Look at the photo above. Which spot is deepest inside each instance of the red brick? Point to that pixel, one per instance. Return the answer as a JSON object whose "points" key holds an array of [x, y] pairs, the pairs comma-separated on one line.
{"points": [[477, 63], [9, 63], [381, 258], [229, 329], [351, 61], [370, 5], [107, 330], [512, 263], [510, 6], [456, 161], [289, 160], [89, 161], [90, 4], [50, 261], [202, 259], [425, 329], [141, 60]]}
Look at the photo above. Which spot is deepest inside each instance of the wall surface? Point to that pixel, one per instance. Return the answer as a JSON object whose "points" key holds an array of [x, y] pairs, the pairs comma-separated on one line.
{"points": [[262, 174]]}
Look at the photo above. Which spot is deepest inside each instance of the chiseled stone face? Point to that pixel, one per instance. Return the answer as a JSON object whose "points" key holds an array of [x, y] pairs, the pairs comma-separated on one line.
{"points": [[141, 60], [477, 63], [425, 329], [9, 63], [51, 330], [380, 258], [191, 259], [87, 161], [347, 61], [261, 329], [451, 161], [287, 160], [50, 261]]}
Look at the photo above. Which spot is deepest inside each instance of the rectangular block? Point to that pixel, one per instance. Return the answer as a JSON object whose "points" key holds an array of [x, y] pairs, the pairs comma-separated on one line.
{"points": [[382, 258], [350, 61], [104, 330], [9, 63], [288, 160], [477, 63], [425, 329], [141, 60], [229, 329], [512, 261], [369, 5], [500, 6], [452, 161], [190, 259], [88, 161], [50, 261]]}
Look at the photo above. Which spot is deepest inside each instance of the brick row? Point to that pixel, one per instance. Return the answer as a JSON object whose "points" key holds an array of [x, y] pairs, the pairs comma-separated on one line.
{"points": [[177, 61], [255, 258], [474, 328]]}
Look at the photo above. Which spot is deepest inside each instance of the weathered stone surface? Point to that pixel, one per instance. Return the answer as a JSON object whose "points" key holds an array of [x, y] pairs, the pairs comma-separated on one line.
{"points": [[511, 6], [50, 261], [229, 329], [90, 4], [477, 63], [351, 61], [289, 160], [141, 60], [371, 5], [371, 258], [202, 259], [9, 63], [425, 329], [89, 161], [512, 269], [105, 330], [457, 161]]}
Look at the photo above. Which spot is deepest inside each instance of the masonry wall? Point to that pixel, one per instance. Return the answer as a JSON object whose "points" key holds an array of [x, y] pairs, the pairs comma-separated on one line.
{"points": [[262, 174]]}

┄┄┄┄┄┄┄┄┄┄

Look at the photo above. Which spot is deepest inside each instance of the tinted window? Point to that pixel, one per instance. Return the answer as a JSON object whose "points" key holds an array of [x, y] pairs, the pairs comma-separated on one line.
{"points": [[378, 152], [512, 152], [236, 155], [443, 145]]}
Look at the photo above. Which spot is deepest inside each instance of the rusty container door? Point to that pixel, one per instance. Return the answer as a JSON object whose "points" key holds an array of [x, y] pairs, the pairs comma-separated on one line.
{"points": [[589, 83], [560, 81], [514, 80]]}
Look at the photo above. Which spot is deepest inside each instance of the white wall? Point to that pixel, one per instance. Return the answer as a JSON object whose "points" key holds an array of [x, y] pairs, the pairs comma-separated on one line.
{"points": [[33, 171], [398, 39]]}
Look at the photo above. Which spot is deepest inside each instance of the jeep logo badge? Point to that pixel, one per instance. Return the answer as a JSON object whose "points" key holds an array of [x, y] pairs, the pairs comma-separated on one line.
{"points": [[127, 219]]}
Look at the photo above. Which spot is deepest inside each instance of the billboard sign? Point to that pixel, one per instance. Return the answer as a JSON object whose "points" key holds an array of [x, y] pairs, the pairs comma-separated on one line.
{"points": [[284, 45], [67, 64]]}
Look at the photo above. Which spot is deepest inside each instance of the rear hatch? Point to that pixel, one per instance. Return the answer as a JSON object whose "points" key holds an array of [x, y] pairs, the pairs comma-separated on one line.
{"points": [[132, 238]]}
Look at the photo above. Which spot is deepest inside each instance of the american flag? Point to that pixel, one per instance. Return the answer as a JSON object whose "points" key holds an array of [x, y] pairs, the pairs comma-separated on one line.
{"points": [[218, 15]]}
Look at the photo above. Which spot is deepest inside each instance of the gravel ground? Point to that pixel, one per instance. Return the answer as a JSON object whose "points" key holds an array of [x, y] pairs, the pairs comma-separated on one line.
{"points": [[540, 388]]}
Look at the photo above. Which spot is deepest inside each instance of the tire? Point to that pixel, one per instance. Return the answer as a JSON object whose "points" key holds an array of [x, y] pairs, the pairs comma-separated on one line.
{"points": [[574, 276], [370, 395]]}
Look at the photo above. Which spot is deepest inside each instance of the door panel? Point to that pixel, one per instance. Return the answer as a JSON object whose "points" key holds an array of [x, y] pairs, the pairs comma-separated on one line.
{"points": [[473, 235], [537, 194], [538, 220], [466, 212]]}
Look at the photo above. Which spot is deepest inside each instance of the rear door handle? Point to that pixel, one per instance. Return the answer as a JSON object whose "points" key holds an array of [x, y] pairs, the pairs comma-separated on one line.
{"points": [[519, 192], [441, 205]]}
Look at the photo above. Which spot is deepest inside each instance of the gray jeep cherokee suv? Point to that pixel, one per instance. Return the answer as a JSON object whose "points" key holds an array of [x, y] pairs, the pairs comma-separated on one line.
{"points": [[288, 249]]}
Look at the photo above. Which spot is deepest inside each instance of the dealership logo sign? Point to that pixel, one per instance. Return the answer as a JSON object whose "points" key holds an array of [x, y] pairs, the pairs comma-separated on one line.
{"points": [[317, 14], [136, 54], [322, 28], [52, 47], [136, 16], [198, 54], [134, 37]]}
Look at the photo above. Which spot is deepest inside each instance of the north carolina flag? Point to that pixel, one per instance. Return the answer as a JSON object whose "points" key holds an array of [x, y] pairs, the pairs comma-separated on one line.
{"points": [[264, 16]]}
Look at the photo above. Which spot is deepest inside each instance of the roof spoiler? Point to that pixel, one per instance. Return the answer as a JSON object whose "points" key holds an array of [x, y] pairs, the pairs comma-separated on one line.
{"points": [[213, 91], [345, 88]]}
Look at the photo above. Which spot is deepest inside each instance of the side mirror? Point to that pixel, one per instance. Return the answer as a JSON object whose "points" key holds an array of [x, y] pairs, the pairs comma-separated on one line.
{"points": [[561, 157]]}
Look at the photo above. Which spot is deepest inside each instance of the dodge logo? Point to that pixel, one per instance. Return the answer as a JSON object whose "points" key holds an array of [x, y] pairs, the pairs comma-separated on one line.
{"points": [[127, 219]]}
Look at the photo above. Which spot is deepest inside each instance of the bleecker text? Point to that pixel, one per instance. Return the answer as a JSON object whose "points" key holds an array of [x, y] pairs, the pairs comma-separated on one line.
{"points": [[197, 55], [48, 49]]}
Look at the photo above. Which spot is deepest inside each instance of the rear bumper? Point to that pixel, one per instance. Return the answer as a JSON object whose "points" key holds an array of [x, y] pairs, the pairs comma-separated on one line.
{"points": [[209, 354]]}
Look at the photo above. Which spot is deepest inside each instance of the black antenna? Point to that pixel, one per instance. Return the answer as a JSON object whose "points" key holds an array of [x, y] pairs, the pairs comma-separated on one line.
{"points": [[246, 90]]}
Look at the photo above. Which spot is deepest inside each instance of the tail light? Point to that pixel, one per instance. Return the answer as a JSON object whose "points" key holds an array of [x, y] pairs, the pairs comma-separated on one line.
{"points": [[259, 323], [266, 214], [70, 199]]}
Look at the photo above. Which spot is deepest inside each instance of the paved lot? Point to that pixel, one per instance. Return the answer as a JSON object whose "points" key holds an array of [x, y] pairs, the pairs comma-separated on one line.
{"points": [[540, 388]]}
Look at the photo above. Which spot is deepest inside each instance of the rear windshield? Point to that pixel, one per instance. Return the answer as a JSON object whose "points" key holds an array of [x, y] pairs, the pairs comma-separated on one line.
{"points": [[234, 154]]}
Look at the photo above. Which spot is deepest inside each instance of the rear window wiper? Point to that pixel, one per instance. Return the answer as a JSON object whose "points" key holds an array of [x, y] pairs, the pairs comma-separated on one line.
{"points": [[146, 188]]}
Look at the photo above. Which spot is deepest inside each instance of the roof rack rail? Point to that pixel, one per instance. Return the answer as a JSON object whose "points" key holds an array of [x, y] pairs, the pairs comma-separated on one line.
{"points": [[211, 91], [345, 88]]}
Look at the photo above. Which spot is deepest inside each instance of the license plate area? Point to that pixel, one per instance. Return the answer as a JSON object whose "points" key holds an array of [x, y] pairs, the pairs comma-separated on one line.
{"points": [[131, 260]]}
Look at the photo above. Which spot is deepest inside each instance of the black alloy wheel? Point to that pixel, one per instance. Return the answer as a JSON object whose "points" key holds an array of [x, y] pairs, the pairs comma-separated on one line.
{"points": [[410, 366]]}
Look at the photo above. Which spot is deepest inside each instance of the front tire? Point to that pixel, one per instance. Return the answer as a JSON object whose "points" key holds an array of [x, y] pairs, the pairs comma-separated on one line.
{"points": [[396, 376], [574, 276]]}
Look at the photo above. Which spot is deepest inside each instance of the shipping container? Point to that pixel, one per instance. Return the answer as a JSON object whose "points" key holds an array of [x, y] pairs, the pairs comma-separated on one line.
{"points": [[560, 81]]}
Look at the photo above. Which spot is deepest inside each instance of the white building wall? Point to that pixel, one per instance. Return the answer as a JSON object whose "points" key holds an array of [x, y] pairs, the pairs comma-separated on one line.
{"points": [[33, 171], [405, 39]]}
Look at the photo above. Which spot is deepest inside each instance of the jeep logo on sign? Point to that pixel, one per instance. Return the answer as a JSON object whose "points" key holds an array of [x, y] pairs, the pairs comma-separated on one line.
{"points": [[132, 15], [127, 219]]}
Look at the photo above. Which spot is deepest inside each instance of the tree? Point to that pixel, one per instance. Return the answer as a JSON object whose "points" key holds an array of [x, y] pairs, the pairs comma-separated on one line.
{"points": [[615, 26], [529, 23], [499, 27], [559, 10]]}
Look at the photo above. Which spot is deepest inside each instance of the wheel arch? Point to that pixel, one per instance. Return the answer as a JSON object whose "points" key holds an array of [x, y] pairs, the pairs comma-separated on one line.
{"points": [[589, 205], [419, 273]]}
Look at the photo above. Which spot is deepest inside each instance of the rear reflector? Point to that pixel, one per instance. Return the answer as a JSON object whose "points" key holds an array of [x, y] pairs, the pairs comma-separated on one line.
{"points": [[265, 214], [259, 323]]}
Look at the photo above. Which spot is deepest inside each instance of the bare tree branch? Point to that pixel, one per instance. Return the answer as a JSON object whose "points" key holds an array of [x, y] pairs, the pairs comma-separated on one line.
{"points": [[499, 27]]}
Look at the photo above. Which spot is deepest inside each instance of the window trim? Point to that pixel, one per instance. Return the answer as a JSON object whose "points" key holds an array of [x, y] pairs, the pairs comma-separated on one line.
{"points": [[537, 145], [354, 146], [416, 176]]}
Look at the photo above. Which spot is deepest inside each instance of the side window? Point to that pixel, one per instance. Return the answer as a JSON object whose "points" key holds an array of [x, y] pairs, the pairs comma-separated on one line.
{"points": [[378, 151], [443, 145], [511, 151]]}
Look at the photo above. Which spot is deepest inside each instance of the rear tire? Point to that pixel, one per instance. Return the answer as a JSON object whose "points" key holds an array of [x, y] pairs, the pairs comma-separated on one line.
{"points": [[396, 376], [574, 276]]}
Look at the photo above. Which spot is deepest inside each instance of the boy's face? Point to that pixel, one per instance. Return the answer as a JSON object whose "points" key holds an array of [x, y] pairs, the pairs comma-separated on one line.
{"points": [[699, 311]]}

┄┄┄┄┄┄┄┄┄┄

> [SHORT TASK]
Which lines of the items above contain the string "gray"? Show each such line in full, and count only matches with the same capitalization.

> [ANSWER TO THE PROBLEM]
Look at the photo above. Which spot is deepest inside each instance of the gray jeep cherokee suv? Point to that pixel, one per instance. Return the answer as a JSON object whose "points" key holds an array of [x, y] pairs, the pairs comma-separated on one line.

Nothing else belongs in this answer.